▸ **Saved entries**
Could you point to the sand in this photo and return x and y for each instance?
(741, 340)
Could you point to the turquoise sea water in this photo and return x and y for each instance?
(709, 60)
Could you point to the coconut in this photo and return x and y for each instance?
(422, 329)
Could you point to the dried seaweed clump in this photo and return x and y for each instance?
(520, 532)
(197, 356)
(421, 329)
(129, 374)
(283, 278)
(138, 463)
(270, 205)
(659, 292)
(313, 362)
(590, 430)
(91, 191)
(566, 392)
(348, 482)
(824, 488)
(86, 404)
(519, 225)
--
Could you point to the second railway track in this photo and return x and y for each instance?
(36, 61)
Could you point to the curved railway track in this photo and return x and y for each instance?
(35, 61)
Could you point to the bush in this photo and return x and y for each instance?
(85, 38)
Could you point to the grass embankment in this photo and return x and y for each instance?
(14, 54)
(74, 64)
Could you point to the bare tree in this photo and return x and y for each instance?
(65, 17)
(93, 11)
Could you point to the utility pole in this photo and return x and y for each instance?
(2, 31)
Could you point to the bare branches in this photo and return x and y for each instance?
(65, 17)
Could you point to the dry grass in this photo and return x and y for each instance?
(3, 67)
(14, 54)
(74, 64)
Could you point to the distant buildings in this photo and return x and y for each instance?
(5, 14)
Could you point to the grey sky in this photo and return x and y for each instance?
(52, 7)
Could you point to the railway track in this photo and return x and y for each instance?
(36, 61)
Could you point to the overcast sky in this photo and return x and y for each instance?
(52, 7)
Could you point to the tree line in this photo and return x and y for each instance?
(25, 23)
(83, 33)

▸ **EXERCISE**
Count the lines in the entries above that contain the word "grass". Reply with the number only.

▸ **RESPONSE TO THE EXERCISE**
2